[DATA EXTRACT]

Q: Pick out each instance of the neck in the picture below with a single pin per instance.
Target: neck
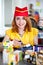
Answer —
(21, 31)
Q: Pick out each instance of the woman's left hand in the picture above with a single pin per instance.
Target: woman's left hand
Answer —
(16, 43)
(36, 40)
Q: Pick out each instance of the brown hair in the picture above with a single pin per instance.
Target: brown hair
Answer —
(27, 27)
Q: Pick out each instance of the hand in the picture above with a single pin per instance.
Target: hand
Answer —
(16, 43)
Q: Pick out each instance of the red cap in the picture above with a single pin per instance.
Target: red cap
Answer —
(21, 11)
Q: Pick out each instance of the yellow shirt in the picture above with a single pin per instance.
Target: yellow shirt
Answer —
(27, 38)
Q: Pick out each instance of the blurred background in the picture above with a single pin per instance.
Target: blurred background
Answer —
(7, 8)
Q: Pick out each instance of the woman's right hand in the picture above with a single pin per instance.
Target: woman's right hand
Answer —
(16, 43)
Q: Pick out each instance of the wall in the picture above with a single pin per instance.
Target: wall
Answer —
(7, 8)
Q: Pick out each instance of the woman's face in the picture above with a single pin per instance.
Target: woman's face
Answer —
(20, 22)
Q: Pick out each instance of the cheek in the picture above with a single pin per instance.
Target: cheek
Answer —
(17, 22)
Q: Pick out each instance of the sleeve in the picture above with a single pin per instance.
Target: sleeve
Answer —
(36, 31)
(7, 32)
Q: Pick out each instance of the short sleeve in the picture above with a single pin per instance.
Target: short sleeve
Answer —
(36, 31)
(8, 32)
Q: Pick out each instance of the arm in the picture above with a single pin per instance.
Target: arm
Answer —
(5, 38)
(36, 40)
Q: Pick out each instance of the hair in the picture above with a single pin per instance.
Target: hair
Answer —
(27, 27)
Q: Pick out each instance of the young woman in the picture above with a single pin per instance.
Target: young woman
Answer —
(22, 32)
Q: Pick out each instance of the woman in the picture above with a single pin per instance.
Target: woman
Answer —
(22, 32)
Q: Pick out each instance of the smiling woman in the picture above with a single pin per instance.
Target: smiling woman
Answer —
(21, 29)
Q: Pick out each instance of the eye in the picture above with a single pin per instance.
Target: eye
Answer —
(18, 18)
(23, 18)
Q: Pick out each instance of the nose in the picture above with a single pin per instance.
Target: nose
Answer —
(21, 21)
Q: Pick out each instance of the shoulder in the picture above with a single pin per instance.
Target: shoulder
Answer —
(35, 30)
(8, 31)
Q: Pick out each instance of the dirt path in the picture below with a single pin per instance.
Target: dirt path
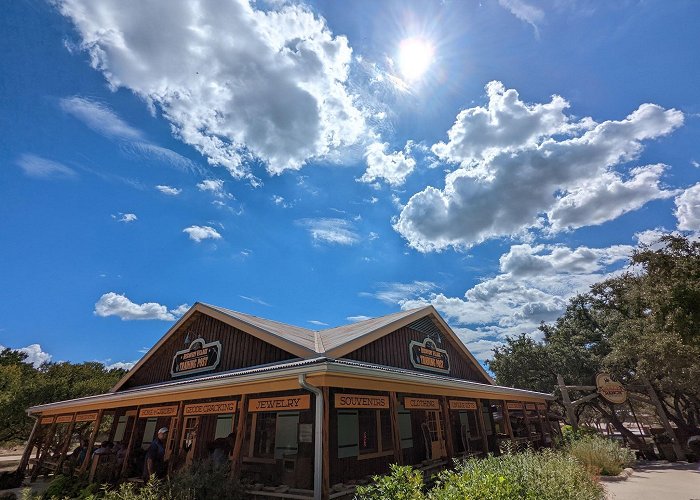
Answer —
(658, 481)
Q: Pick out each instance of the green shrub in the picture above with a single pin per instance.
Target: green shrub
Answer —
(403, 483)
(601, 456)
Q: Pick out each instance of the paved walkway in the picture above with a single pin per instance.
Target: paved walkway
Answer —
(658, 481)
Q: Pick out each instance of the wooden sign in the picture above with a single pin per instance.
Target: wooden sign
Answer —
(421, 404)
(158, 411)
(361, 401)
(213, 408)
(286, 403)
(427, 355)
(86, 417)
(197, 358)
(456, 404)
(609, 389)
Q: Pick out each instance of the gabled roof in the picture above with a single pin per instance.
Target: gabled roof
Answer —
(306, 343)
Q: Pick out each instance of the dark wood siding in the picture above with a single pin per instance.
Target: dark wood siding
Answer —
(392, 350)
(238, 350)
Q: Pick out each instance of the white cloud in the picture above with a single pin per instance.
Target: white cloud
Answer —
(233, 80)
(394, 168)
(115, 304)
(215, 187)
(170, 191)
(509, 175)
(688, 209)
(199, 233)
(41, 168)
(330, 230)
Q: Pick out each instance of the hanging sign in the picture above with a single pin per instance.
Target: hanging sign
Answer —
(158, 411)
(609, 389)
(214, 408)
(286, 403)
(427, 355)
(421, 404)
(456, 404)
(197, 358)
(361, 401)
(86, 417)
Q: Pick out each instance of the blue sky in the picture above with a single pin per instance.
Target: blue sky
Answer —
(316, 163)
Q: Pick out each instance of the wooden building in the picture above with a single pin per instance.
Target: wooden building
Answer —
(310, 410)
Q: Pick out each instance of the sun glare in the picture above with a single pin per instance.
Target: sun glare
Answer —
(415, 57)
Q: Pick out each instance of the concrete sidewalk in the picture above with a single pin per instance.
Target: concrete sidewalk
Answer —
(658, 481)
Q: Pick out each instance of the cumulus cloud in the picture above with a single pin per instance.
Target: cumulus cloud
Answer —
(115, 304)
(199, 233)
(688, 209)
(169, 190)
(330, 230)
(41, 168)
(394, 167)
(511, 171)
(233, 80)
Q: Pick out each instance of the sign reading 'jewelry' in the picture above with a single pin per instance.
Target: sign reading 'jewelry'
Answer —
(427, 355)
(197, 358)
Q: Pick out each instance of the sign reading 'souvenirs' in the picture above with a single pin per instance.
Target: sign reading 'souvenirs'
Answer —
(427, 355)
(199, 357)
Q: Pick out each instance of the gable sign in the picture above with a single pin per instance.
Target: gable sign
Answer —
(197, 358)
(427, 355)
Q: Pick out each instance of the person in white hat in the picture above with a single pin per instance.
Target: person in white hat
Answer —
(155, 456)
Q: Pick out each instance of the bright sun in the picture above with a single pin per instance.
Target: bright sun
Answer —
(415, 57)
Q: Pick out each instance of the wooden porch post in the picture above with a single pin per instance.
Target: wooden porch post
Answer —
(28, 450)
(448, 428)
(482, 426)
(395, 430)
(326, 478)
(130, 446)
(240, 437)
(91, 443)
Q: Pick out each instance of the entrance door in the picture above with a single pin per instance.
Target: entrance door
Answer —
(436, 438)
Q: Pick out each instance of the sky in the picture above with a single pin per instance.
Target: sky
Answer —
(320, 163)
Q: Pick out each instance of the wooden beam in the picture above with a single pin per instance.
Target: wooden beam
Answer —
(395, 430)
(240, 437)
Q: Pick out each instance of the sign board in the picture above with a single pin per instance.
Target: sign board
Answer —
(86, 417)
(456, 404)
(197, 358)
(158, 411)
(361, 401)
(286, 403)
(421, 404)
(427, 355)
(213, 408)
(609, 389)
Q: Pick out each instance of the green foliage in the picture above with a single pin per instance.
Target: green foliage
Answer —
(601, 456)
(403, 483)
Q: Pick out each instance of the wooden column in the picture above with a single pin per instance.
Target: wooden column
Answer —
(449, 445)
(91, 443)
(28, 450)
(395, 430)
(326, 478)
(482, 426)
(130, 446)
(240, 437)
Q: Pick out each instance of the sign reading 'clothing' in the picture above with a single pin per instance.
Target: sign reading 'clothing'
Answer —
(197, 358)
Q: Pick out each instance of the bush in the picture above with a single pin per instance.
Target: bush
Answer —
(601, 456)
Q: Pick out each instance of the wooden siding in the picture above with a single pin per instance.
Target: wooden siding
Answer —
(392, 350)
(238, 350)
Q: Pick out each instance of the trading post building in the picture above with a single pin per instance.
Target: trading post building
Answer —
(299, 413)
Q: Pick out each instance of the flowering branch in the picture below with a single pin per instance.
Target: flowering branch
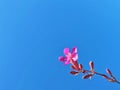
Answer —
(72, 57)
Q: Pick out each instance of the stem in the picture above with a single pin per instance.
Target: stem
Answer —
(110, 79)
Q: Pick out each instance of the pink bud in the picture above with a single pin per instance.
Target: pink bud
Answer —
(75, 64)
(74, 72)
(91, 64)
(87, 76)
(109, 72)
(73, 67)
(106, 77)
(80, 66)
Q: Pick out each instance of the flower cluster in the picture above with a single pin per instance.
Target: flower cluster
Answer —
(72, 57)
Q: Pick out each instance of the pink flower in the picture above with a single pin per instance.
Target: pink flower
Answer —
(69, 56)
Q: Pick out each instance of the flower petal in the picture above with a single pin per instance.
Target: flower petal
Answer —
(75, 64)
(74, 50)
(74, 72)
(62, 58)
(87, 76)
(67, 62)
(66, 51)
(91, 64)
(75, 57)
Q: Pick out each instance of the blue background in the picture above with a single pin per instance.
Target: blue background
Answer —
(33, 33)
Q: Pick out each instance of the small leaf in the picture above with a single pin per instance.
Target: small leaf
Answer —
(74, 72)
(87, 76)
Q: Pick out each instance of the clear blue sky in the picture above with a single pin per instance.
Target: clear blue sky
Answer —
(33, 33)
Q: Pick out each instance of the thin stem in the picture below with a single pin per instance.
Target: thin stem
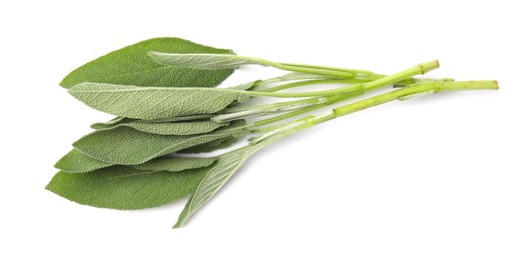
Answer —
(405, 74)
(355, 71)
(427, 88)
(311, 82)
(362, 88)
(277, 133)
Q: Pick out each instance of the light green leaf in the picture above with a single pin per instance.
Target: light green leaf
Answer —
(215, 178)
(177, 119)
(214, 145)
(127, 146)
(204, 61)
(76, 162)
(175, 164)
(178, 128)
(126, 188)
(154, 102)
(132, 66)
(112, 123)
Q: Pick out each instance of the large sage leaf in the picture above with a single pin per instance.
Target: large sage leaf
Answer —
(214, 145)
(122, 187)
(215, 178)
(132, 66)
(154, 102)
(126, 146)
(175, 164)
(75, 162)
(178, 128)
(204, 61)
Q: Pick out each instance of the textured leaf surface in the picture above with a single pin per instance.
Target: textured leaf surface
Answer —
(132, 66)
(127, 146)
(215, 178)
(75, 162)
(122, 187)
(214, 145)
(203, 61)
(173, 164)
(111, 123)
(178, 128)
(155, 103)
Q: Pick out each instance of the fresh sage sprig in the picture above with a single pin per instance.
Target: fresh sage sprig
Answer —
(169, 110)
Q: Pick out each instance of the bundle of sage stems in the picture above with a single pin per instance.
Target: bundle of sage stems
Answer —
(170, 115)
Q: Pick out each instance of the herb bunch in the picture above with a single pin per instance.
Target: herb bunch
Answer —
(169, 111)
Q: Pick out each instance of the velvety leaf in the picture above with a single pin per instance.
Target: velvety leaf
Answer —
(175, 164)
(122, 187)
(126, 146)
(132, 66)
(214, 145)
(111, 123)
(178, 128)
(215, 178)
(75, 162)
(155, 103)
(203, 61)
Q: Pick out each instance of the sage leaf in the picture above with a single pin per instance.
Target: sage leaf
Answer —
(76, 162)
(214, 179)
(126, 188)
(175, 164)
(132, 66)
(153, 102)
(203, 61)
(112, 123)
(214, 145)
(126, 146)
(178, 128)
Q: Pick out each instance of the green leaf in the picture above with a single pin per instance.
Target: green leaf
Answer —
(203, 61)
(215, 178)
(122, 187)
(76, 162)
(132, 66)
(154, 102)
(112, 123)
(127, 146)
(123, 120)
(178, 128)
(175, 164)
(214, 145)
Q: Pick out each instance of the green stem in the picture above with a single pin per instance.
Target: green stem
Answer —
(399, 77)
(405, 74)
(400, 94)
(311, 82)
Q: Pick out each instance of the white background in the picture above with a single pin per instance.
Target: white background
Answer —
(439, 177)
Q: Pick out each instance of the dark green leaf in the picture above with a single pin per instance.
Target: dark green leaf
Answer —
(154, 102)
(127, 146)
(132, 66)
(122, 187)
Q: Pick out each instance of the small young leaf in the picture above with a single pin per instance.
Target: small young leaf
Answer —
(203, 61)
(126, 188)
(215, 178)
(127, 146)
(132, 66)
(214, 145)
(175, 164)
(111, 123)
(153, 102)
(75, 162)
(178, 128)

[WHAT THE TASK ASKS]
Produce an exact copy of the lines from the one containing "Q: Pick out each instance of the fresh" through the last line, and of nothing else.

[TASK OUTPUT]
Q: Pick out each instance of the fresh sage sprig in the picture above with a single pin per instance.
Target: fresh sage sprig
Answer —
(169, 110)
Q: Pick out each instance of the bundle of sage stems in the picture above with a single pin per instance.
Target: bundle of sage stems
Answer —
(170, 115)
Q: Pick out each instance of the herb bunch in the picture above with a single pin per instance.
Target: herb bunch
Answer —
(169, 111)
Q: Pick out each instance of the velvety leaf in the picture above with a single pin per instance.
Target: velvety leaf
Answer —
(175, 164)
(122, 187)
(126, 146)
(132, 66)
(214, 145)
(111, 123)
(178, 128)
(215, 178)
(75, 162)
(155, 103)
(203, 61)
Q: Pick out each instance of the sage leaf in the picture above with a single pin per instance.
Target: sage leaf
Answer —
(76, 162)
(214, 179)
(126, 188)
(175, 164)
(132, 66)
(153, 102)
(203, 61)
(112, 123)
(214, 145)
(126, 146)
(178, 128)
Q: Pick out each instance of the green leaf in the picture above with a single pin per instance.
Target: green leaf
Answer —
(203, 61)
(215, 178)
(122, 187)
(76, 162)
(132, 66)
(154, 102)
(112, 123)
(127, 146)
(123, 120)
(178, 128)
(175, 164)
(214, 145)
Q: Pick out each instance of the green stem in the picture above with a single pin per instance.
Target: green stem
Answer —
(399, 77)
(405, 74)
(400, 94)
(311, 82)
Q: Pick out each instance of the white background in the picture above with a single pin per instance.
Target: white background
Answer —
(439, 177)
Q: Pick out each instance of the dark green leaf in the picture above with a single pin per instance.
Target: dark green leaf
Answer —
(154, 102)
(127, 146)
(132, 66)
(122, 187)
Q: Pick out each instance of the small young leaf in the picture above with a single pin per instance.
Target: small young leaf
Answer —
(203, 61)
(126, 188)
(215, 178)
(127, 146)
(132, 66)
(214, 145)
(175, 164)
(111, 123)
(153, 102)
(75, 162)
(178, 128)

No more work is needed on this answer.